**TASK STATEMENT**
Copy out every line of the records below verbatim, omitting the pictures.

##### MATERIAL FOR THE TASK

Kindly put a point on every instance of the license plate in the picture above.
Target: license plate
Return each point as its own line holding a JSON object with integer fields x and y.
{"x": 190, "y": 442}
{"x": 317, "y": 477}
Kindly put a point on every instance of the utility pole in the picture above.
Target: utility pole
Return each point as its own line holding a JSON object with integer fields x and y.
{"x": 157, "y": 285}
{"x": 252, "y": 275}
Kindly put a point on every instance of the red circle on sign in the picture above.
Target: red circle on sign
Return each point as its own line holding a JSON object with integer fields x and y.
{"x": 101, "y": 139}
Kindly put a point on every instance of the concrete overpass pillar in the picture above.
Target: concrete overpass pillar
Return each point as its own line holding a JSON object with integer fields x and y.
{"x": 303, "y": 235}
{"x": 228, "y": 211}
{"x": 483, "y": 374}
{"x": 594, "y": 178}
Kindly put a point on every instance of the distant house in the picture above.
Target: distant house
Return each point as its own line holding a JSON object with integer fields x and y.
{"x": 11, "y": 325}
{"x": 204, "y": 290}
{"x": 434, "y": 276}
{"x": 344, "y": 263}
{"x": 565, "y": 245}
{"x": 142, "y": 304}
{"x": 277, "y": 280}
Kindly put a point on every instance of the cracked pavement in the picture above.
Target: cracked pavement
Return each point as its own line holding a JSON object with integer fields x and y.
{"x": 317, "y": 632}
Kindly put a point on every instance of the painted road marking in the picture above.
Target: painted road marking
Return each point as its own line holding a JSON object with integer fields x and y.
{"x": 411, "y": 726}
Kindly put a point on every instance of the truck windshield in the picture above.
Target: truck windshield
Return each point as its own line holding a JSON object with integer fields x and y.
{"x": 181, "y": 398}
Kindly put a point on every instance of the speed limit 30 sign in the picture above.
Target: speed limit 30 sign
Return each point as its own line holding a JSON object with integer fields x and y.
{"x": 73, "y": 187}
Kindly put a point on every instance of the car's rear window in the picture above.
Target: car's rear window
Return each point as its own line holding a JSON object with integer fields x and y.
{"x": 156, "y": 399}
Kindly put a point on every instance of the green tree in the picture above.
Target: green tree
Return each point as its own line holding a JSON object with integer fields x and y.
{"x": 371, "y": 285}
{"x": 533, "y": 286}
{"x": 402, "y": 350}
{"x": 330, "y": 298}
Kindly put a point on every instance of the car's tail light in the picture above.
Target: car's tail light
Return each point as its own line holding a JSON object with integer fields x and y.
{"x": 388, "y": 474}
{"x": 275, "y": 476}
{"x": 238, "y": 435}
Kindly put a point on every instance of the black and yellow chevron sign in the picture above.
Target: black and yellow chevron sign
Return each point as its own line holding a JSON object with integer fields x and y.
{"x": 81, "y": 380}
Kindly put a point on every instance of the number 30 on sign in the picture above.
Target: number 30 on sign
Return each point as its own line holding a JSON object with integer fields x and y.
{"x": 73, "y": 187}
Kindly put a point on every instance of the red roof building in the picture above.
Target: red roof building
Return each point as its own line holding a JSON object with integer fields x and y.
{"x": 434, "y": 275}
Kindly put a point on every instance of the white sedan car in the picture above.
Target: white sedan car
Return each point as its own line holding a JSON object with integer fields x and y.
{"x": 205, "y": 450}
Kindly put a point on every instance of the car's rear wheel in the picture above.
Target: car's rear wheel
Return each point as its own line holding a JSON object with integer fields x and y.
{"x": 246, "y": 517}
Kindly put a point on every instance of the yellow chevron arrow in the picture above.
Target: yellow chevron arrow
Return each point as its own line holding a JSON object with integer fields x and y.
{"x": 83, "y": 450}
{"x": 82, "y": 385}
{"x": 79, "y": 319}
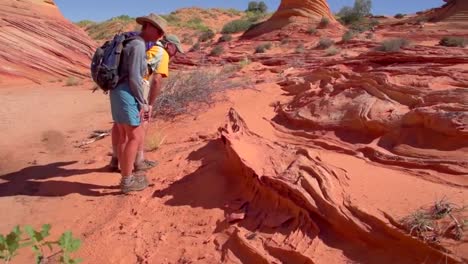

##########

**FINAL ANSWER**
Kindly put a point on every instance of the license plate in the picture above.
Target: license plate
Return each point as its own line holding a JSON object with integer fields x and y.
{"x": 190, "y": 442}
{"x": 317, "y": 477}
Kindly put a point on every instance of the utility pole in the picture above.
Target: utility pole
Return each point as its own line holding a JSON object with integer fields x and y.
{"x": 157, "y": 285}
{"x": 252, "y": 275}
Kindly put a point on every instance of the red circle on sign in the picture above.
Target: red circle on sign
Return each point as its own line holding a JSON object with integer fields x and y.
{"x": 101, "y": 139}
Kindly put a point on every instance of the concrete overpass pillar in the picture above.
Target: concrete overpass pillar
Return each point as its own line holding a JSON object with integer fields x and y.
{"x": 303, "y": 235}
{"x": 228, "y": 211}
{"x": 483, "y": 374}
{"x": 594, "y": 178}
Kindly put a point on every instance of the distant house in the picture above.
Target: distant house
Return each point as its own line holding a JSON object with integer fields x and y.
{"x": 11, "y": 325}
{"x": 204, "y": 290}
{"x": 434, "y": 276}
{"x": 344, "y": 263}
{"x": 565, "y": 245}
{"x": 142, "y": 304}
{"x": 277, "y": 280}
Kindly put a point on every instance of the cracked pavement in the picture above.
Target: cracked pavement
Return each point as its own line holding a JSON object with integer fields x and y.
{"x": 317, "y": 632}
Kindly put a point on every instance of the painted road marking in the picture above.
Target: painted road marking
Return each point as its own line holding a JSON object with integer fields x and y.
{"x": 411, "y": 726}
Kindly put a point on every instance of the truck windshield in the picture above.
Target: truck windshield
Return each point as its own line holding a JSON object with integer fields x and y.
{"x": 181, "y": 398}
Kindly put a point on every instance of the speed limit 30 sign in the picture above.
Target: speed limit 30 sign
Return each point as its own line holding a JSON object with integer fields x and y.
{"x": 73, "y": 187}
Kindly put a point on every instance of the car's rear window in the picture above.
Target: car's rear window
Return each point as its own line holding a JSON object with integer fields x and y.
{"x": 156, "y": 399}
Kindly put a point on every instance of the green tree in the picture above.
Target: green tree
Return each point as its own line holding a JSON object with integer fields x and y.
{"x": 371, "y": 285}
{"x": 533, "y": 286}
{"x": 402, "y": 350}
{"x": 330, "y": 298}
Kindly put a point on every instance of the car's tail light in the picture above.
Target: car's tail light
Return each point as its own line holding a JSON object with integer fields x and y.
{"x": 388, "y": 474}
{"x": 275, "y": 476}
{"x": 238, "y": 435}
Kindly put a point on every instance of the black and yellow chevron sign in the picture above.
Target: black and yellow chevron sign
Return each point as its own line holding a JSON object with integer fields x and y.
{"x": 81, "y": 380}
Kindly put a point on every instance of the number 30 on sign in the picture above.
Target: number 30 on sign
Return each point as its own line holding a JSON object with integer fields x and y.
{"x": 73, "y": 187}
Kindly put a point on every instance of the red roof building in the picture above.
Target: red roof building
Return each point as its own line holding a JSON object with integer fields x and y.
{"x": 434, "y": 275}
Kindly put a point on every instance of the white sedan car in the picture above.
Target: white sedan car
Return each point as its own line holding a JSON object with integer fields x and y.
{"x": 205, "y": 450}
Kindly put a point on every instance of the car's rear wheel in the picture above.
Target: car's rear wheel
Return each point as its own line holding a JSON object with integer fields x and y.
{"x": 246, "y": 517}
Kindly put a point on every instance of the yellow chevron arrow in the picture above.
Target: yellow chevron arrow
Return each point as its own line holding a JSON object with integer fields x and y.
{"x": 83, "y": 450}
{"x": 82, "y": 385}
{"x": 79, "y": 319}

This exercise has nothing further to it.